- [What is needed] Locate the line that contains "Target: purple necktie". Copy it and every following line through the end of the records, exactly, and include nothing else.

- [Given entries]
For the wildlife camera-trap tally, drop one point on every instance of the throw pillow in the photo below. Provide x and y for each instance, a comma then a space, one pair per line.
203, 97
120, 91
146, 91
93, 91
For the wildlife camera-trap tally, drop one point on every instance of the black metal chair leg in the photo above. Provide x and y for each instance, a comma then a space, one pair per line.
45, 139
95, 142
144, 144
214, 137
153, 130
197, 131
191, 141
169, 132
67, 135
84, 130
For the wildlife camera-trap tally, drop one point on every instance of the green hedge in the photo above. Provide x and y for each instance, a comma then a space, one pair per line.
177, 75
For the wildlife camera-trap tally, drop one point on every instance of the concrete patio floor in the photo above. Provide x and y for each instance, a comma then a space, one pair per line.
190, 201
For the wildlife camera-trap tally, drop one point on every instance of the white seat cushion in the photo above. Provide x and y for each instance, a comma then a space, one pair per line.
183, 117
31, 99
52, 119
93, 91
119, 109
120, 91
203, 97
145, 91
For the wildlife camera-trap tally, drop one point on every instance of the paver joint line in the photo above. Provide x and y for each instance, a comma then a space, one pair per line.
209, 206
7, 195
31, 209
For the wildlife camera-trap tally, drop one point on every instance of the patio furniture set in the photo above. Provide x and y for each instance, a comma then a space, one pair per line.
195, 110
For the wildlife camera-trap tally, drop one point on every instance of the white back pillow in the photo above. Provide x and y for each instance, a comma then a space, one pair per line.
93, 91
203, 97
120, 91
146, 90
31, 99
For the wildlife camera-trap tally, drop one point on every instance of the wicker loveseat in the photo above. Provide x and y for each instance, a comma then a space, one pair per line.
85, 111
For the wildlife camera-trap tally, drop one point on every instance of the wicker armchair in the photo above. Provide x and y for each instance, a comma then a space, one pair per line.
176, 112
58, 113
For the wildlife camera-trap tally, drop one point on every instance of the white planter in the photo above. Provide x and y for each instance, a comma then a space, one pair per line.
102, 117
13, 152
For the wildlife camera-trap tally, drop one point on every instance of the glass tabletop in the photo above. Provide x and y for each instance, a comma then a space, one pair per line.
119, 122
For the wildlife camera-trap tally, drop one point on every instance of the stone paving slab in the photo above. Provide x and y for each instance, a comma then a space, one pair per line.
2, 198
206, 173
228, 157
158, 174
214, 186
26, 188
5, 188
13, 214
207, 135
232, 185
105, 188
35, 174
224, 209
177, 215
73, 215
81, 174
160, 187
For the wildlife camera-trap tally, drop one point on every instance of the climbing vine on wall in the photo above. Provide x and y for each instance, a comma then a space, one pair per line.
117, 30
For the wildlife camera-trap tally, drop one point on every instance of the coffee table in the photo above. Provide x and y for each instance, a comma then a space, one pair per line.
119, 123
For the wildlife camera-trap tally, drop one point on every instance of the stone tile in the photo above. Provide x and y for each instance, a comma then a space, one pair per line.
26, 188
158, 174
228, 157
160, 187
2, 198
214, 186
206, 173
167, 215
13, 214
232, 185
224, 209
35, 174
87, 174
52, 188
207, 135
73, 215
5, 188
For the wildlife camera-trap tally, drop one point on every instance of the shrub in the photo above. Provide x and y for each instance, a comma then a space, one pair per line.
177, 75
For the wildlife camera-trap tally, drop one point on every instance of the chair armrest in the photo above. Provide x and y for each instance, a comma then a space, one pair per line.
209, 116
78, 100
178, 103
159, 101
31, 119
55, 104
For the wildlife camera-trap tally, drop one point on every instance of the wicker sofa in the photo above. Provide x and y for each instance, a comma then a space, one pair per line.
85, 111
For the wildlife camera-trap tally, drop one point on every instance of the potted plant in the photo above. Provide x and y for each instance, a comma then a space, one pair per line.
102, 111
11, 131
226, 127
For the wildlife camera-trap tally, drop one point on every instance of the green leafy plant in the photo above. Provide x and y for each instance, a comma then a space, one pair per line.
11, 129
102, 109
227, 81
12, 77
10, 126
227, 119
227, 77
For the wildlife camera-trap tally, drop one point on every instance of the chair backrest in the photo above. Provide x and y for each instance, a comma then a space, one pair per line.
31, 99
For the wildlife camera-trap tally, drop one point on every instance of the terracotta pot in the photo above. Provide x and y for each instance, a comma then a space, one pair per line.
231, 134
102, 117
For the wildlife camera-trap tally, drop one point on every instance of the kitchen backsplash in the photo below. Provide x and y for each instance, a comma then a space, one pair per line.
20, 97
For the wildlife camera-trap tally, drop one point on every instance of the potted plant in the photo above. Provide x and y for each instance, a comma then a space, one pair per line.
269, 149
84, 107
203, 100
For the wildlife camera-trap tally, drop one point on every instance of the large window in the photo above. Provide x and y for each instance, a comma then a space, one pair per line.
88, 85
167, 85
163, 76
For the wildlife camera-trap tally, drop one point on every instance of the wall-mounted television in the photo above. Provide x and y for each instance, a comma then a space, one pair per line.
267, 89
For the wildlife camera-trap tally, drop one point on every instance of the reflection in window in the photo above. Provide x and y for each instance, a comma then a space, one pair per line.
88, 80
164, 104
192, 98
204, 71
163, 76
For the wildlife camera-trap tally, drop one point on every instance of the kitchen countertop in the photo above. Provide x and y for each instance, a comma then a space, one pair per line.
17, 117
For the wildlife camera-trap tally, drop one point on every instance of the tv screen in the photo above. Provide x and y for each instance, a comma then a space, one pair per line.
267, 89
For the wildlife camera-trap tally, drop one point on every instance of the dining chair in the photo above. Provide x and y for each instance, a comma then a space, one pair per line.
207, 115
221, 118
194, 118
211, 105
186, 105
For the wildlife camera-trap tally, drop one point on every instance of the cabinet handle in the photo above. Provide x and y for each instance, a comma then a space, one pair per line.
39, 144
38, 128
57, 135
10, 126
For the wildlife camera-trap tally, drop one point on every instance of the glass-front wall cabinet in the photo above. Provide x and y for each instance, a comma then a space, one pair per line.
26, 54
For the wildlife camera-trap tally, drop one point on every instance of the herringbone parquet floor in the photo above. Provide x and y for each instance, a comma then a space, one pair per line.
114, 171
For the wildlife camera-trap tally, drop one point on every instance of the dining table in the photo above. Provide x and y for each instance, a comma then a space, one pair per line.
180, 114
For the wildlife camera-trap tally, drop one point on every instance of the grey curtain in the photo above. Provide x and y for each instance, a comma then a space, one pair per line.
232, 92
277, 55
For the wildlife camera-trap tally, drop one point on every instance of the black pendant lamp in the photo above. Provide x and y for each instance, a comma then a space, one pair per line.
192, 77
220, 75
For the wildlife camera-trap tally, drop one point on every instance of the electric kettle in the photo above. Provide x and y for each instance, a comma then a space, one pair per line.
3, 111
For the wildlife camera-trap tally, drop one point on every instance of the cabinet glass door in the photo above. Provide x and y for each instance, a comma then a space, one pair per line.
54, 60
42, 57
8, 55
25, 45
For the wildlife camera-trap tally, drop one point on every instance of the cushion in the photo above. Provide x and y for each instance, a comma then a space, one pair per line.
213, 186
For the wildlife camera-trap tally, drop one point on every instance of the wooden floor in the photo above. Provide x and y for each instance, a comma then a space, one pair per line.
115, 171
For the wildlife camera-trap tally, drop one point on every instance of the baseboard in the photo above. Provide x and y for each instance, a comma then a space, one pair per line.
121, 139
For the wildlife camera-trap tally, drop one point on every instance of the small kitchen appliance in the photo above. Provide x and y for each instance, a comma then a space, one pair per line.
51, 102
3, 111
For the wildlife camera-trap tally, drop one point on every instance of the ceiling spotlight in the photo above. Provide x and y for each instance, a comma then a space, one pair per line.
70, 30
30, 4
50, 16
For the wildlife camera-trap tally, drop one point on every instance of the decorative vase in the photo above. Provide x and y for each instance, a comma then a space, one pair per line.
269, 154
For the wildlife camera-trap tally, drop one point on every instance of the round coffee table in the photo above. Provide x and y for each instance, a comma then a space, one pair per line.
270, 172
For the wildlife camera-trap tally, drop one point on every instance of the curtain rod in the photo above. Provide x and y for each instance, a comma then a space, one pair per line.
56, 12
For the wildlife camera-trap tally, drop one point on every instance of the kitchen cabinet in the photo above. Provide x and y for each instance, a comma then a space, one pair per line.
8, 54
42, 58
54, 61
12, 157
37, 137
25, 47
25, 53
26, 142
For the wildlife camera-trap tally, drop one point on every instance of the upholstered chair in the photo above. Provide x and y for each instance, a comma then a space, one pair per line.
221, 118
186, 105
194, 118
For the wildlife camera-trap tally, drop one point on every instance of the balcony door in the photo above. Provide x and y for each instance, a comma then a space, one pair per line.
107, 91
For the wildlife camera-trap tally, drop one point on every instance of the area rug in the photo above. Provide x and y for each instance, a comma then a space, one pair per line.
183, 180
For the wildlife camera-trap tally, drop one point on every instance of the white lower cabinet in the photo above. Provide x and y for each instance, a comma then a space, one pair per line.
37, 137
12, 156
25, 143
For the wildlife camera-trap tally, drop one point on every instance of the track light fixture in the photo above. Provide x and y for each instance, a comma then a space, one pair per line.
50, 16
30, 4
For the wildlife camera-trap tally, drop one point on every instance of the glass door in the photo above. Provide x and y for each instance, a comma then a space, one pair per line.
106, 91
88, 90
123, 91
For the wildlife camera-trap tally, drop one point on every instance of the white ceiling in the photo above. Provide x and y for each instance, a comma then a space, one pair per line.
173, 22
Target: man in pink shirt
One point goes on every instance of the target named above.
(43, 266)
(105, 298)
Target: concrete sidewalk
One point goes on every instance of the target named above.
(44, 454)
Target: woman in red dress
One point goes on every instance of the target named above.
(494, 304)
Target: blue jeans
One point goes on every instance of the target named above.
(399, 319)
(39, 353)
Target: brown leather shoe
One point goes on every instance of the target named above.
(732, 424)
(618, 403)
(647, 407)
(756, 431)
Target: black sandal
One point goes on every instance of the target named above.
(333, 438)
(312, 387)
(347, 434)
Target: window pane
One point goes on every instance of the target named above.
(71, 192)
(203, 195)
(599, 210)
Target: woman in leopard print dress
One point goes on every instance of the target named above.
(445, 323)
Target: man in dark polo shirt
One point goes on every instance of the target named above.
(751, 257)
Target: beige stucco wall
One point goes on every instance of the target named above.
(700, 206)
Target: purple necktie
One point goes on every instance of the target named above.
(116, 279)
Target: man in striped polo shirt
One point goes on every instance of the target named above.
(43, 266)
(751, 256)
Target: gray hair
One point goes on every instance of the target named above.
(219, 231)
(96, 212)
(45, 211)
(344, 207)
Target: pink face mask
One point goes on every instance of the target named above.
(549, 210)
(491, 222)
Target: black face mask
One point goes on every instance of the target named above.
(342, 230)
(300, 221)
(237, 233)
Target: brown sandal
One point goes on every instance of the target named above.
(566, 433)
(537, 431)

- [Solution to this task]
Target: purple necktie
One point goes on every instance of the target named above.
(116, 279)
Target: man in striped polo shirt
One point goes on every instance of the target named above.
(43, 266)
(751, 256)
Target: gray hair
One point goes on every instance of the target named above.
(219, 231)
(96, 212)
(45, 211)
(344, 207)
Target: pink face mask
One point goes on every instance of the target named above.
(549, 210)
(491, 222)
Target: black face mask
One point goes on every instance of the target named above.
(342, 230)
(300, 221)
(237, 233)
Target: brown sandal
One point goes on every instance of the target named above.
(566, 433)
(537, 431)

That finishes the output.